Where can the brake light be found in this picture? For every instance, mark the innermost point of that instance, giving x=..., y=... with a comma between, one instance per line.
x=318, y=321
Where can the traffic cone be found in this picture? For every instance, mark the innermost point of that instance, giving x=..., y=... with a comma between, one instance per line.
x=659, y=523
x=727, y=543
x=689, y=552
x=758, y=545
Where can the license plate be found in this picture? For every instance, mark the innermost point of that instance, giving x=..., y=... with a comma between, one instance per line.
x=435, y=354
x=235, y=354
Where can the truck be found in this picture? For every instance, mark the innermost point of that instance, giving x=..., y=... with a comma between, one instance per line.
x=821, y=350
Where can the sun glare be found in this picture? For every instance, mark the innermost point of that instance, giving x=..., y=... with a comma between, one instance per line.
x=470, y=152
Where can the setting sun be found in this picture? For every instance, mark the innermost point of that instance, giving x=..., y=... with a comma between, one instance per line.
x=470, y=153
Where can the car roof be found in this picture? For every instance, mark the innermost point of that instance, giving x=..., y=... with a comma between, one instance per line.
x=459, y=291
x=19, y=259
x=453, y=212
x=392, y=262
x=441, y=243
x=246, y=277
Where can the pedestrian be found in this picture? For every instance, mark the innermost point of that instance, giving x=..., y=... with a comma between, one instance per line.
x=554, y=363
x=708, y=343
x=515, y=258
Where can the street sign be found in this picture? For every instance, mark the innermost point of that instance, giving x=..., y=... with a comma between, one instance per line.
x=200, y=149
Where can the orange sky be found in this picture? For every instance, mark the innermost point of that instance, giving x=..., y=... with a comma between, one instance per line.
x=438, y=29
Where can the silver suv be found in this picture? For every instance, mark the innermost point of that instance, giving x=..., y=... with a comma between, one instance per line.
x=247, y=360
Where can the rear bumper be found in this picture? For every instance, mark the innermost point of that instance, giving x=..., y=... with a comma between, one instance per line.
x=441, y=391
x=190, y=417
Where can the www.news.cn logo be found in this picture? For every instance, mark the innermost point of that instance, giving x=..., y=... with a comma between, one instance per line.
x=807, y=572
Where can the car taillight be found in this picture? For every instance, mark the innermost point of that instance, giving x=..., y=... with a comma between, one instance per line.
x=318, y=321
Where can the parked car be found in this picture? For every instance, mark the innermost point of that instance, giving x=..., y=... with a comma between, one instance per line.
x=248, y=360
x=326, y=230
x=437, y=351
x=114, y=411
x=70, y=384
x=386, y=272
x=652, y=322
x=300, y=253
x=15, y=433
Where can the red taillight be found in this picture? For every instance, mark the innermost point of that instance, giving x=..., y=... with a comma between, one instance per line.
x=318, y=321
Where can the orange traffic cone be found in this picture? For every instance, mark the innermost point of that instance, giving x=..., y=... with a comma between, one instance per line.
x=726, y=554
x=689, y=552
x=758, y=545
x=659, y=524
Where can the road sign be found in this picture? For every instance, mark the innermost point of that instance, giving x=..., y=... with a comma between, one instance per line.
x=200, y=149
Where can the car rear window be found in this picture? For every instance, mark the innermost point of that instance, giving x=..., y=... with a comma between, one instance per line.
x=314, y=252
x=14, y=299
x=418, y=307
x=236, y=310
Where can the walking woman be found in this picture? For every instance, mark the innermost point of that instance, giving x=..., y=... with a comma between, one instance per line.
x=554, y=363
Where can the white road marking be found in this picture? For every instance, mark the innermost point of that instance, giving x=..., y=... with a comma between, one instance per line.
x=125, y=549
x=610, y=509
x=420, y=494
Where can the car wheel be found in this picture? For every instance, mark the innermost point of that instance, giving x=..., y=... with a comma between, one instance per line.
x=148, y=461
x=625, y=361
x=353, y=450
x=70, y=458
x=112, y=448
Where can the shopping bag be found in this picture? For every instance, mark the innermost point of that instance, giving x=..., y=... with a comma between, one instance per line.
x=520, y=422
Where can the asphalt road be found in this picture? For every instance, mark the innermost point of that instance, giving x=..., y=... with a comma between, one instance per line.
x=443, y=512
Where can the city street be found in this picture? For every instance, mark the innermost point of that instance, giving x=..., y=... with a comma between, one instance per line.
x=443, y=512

━━━━━━━━━━━━━━━━━━━━━━━━━━━━━━

- _What the task requires_:
Please write out the records above once more, exactly and completely.

- _Solution_:
Where can the brake light be found in this picture? For every instance, mark the innermost point of that instance, giving x=..., y=... with a comma between, one instance per line.
x=318, y=321
Where can the traffic cone be found in this picture? For every instance, mark the innermost point of that instance, giving x=..., y=... with a comma between, one instance per line.
x=659, y=523
x=727, y=543
x=689, y=552
x=758, y=545
Where can the license plate be found in this picture? For every instance, mark the innermost point of that instance, giving x=..., y=... with a comma between, one instance per line.
x=435, y=354
x=235, y=354
Where can the truck be found in this picture? For every instance, mark the innermost point of that instance, giving x=..., y=... with a comma between, one instance per line.
x=821, y=350
Where can the sun glare be found in this picture? For every instance, mark the innermost point of that instance, giving x=..., y=... with a comma between, one instance per line.
x=470, y=152
Where can the setting sun be found in this picture? For every instance, mark the innermost point of that instance, giving x=..., y=... with a comma between, one instance per line.
x=470, y=153
Where can the car roof be found in this picture? For every instance, mark the innermost point of that instance, giving x=..., y=... with a comma between, one instance per line.
x=459, y=291
x=19, y=259
x=453, y=212
x=392, y=262
x=441, y=243
x=246, y=277
Where can the pedestrian be found in this picture? For every instance, mark the innermost point of that instance, giving x=..., y=... with a comma between, one instance per line.
x=554, y=363
x=708, y=343
x=515, y=258
Where can the street sign be found in this picture? For every instance, mark the innermost point of that instance, giving x=..., y=... with a comma between, one instance per line.
x=200, y=149
Where can the orange sky be found in this picture? For every instance, mark the innermost point of that instance, giving x=..., y=... with a comma between, one instance per line.
x=438, y=29
Where can the silver suv be found in this picture? For every instance, mark the innermost point of that instance, giving x=..., y=... with a comma between, one instance per line.
x=247, y=360
Where can the rear bumper be found in this picture? For every instance, mark the innermost point of that instance, giving x=..., y=... with a comma between, one instance per line.
x=441, y=391
x=190, y=417
Where can the www.news.cn logo be found in this picture? For every instance, mark the innermost point of that instance, giving x=..., y=... with a comma between, one instance per line.
x=807, y=572
Where can the car taillight be found in this picture? For every instance, mark the innermost point of that instance, giving x=..., y=... with a comma between, one instance per line.
x=318, y=321
Where can the parked car be found in this picture? For every instance, mark the innermost point of that instance, giving x=..., y=... with a comma between, one instance per line.
x=248, y=360
x=326, y=230
x=437, y=351
x=114, y=411
x=70, y=384
x=386, y=272
x=652, y=322
x=300, y=253
x=15, y=433
Where can the red taillight be found in this picture? For every instance, mark the innermost point of that instance, giving x=..., y=... with a comma between, one instance per line.
x=318, y=321
Where can the orange traffic cone be found in this picture? For every instance, mark the innermost point of that instance, giving x=..., y=... with a comma between, one instance per line.
x=726, y=554
x=689, y=552
x=758, y=545
x=659, y=524
Where can the road sign be found in this picture? For every instance, mark the innermost point of that instance, giving x=..., y=... with a comma between, one instance per line.
x=200, y=149
Where can the car rear window be found in this picture? For every instance, mark the innermost point of that instance, giving x=..., y=... with a comma between, one instance per line.
x=314, y=252
x=14, y=299
x=418, y=307
x=236, y=310
Where can the walking woman be found in this picture? For every instance, mark the innermost point of that instance, giving x=..., y=... with a comma between, one instance per line.
x=554, y=363
Where can the white road marking be found in this picture? For every instance, mark the innermost point of that instance, giving x=..., y=... with a comma between, one instance per line.
x=125, y=549
x=610, y=509
x=420, y=494
Where can the car wheel be found in this picture? For every instance, mark the innermost point of that instance, giving x=..., y=... with a comma between, one instance per line.
x=148, y=461
x=625, y=361
x=353, y=450
x=70, y=458
x=112, y=448
Where can the shopping bag be found in this picture? For every instance, mark the innermost point of that instance, giving x=..., y=... with a comma between, one instance per line.
x=520, y=422
Where can the asphalt road be found in this picture? For every instance, mark the innermost point of that instance, giving x=..., y=... with a comma between, one instance per line.
x=443, y=512
Where can the city street be found in this picture? For every instance, mark the innermost point of that instance, giving x=..., y=... with a comma between, one instance per line.
x=443, y=512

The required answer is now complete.